TRECHO DA PÁGINA:
= = = =

O debate sobre o papel do Banco Nacional de Desenvolvimento Econômico e Social (BNDES) traz questões importantes e que merecem uma discussão franca e aberta, pois tangenciam o tema crucial do desenvolvimento brasileiro. Há os que simplesmente negam a necessidade de bancos de desenvolvimento e os que defendem uma instituição deste tipo, mas questionam as políticas atualmente empreendidas pelo BNDES. De modo geral, afirma-se que a instituição premia empresas que supostamente conseguiriam crédito no mercado e realizariam seus investimentos, ainda que não obtivessem o auxílio da instituição. Considera-se também que o financiamento à infraestrutura deveria ocorrer apenas no caso de projetos com baixo interesse do setor privado. Define-se como papel dos bancos de desenvolvimento financiar bons projetos, que não tenham acesso a crédito, e ajudar o mercado nos momentos de crise.
O papel decisivo desempenhado pelo BNDES (e, de modo geral, pelos bancos públicos) na redução do impacto da crise no Brasil, em 2008, foi amplamente reconhecido pelo governo, por analistas e pelos formadores de opinião.
Já a política de financiamento das grandes empresas é motivo de ampla controvérsia. Para tratar desse tema é importante ter como parâmetro as estratégias de desenvolvimento delineadas por outros países em desenvolvimento. O exaltado e bem sucedido modelo de desenvolvimento sul-coreano, por exemplo, não prescindiu do estímulo e do financiamento das grandes empresas (os chaebols) por parte do Estado. Essas corporações, hoje marcas mundialmente conhecidas, se tornaram grandes competidoras no mercado internacional. Portanto, conceder financiamento a grandes empresas pode ser vantajoso, especialmente quando isso se coaduna com uma estratégia de desenvolvimento que contempla a definição de setores prioritários, o incentivo à P&D e o estímulo à formação de empresas mundialmente competitivas. Alice Amsden, referência nas discussões sobre estratégias de desenvolvimento, descreve em "A ascensão do resto", de forma elogiosa, a estratégia empreendida, na década de 1990, por Coreia do Sul, Índia e China de primar pelo aumento da competitividade de líderes nacionais no mercado global. Com algum atraso, o Brasil parece querer se inspirar nesse caminho. Ao observar a trajetória recente do BNDES, não resta dúvida de que a estratégia de desenvolvimento por ele perseguida envolve o estímulo a setores prioritários, à inovação das empresas brasileiras e à formação de grandes conglomerados nacionais competitivos no mercado internacional.

= = = =

REGISTROS FORNECIDOS:

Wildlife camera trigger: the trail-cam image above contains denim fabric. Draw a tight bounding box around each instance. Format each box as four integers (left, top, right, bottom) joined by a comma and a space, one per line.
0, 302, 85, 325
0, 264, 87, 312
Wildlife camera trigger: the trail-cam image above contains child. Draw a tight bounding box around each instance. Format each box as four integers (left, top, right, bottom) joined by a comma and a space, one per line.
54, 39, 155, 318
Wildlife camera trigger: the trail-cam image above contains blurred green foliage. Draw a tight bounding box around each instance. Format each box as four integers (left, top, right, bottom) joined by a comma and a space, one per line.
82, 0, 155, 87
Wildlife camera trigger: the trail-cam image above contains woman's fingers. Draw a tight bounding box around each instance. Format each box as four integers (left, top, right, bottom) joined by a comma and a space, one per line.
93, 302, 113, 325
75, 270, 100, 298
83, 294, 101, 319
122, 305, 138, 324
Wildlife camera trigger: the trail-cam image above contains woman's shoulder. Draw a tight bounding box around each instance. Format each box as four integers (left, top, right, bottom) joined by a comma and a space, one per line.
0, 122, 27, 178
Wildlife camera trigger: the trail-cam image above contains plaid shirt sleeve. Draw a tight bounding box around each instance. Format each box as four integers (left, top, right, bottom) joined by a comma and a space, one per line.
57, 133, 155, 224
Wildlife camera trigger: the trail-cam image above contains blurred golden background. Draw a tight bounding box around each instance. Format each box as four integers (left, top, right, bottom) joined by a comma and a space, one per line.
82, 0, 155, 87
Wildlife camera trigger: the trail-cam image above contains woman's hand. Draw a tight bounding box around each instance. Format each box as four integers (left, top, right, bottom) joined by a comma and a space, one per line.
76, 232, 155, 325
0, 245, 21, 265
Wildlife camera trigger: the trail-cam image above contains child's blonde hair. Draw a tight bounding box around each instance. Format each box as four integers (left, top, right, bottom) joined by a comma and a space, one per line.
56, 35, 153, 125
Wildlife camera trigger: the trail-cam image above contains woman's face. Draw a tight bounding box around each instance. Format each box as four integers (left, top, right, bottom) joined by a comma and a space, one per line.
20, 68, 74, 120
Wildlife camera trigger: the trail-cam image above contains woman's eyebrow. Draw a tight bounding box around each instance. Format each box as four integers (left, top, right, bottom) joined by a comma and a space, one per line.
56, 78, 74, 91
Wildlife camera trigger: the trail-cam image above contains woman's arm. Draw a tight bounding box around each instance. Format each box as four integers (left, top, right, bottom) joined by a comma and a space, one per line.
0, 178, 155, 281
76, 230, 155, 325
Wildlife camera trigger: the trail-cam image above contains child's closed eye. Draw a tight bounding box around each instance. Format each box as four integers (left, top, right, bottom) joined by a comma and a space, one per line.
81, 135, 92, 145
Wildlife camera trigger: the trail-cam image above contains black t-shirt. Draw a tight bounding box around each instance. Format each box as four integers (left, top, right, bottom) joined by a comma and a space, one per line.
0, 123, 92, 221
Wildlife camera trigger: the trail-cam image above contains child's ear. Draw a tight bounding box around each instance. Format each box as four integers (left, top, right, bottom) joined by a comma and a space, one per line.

= = = =

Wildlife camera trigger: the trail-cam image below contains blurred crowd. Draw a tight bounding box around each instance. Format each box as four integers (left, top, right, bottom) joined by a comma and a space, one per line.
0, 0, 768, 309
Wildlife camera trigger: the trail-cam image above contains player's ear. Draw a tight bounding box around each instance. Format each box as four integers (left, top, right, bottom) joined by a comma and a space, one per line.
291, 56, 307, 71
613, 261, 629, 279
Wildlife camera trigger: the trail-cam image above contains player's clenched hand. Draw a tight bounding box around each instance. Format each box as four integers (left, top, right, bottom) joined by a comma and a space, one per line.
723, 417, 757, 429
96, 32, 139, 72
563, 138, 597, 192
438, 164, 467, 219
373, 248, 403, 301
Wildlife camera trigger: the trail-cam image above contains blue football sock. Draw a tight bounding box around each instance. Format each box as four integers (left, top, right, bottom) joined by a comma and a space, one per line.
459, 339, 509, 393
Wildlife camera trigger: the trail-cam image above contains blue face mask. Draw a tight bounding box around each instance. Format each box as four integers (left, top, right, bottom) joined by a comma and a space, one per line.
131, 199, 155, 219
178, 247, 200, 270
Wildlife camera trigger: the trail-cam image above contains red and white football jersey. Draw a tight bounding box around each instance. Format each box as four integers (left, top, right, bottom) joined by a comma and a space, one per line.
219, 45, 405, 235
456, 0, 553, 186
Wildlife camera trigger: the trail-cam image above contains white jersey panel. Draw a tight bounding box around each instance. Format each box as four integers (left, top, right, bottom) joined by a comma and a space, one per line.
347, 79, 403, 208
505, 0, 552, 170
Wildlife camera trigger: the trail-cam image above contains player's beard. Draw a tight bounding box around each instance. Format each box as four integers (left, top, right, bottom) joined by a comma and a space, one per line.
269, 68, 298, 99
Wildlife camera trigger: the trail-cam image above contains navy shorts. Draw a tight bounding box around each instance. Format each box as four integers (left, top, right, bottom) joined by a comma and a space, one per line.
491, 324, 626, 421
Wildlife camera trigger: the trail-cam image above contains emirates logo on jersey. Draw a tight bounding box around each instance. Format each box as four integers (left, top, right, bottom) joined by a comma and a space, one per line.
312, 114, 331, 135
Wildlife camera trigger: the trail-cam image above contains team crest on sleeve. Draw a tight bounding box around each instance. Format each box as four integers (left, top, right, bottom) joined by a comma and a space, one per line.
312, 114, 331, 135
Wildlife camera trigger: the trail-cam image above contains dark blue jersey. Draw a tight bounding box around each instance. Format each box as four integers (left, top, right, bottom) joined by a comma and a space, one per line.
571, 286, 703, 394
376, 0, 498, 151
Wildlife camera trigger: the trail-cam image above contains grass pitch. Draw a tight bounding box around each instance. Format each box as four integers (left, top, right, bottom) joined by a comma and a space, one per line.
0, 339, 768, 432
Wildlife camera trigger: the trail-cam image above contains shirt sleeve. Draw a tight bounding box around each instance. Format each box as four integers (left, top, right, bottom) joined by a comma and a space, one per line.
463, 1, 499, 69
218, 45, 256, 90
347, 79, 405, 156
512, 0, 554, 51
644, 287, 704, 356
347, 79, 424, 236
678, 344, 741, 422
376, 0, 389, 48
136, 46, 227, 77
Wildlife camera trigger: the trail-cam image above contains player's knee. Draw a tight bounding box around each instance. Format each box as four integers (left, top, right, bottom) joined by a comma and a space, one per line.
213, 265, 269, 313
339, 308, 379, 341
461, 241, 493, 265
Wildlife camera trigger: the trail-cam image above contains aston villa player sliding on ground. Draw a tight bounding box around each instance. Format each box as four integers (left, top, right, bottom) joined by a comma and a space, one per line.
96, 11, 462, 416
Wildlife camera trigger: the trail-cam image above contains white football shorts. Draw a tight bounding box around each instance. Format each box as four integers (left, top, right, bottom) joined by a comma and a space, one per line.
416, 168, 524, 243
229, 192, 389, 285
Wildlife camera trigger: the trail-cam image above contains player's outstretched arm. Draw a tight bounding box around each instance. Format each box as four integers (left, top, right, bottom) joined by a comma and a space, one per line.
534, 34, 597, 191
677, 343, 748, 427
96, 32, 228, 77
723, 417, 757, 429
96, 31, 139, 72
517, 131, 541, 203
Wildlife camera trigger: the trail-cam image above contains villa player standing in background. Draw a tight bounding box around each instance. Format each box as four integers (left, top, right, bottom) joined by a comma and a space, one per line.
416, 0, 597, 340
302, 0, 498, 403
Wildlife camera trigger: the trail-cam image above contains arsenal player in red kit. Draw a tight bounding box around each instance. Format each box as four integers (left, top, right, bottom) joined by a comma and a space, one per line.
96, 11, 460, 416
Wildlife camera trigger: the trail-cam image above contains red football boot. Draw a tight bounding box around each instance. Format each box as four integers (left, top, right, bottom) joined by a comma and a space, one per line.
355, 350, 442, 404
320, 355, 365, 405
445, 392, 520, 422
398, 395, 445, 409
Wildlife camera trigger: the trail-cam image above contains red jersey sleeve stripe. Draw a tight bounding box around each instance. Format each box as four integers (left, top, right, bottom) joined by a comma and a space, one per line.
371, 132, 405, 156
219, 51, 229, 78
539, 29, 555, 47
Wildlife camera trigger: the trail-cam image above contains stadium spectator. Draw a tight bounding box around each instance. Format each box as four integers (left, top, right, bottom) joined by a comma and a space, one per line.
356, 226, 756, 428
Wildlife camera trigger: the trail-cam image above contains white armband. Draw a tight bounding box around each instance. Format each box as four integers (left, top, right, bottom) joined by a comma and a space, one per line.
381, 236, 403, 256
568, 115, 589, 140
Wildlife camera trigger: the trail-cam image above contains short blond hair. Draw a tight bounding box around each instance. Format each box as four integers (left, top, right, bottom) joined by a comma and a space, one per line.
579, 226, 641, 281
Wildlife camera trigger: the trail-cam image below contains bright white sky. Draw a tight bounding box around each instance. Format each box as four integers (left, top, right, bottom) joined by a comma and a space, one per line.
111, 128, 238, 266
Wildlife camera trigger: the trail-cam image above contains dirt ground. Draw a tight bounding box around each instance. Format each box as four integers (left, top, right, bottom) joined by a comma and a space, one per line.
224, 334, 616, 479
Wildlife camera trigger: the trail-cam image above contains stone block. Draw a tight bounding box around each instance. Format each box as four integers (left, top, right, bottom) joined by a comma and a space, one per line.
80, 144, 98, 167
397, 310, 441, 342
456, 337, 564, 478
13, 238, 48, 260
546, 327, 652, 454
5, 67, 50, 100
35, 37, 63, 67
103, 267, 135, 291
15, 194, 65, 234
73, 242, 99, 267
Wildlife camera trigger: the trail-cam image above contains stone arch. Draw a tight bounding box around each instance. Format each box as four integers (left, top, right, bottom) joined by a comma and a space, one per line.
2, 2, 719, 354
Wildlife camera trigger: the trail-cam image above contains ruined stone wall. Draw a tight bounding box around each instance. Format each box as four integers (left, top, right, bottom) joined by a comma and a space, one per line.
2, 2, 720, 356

= = = =

PROBLEMAS A RESOLVER:
a) Indique se cada afirmação abaixo está de acordo com o texto sobre o BNDES, respondendo sim ou não e citando literalmente as palavras do texto que decidem a questão: (i) a atuação do BNDES na crise de 2008 foi amplamente reconhecida; (ii) o modelo sul-coreano dispensou o financiamento estatal às grandes empresas; (iii) Alice Amsden descreve de forma crítica a estratégia adotada na década de 1990 por Coreia do Sul, Índia e China.
b) Converta em lista numerada as linhas dos registros que vão da linha com "contains white football" até a linha com "229, 192, 389, 285", incluindo ambas e omitindo linhas em branco.

SOLUÇÕES DOS PROBLEMAS:
a)
(i) Sim: "foi amplamente reconhecido pelo governo, por analistas e pelos formadores de opinião".
(ii) Não: "não prescindiu do estímulo e do financiamento das grandes empresas (os chaebols) por parte do Estado".
(iii) Não: "de forma elogiosa".

b)
1. Wildlife camera trigger: the trail-cam image above contains white football shorts. Draw a tight bounding box around each instance. Format each box as four integers (left, top, right, bottom) joined by a comma and a space, one per line.
2. 416, 168, 524, 243
3. 229, 192, 389, 285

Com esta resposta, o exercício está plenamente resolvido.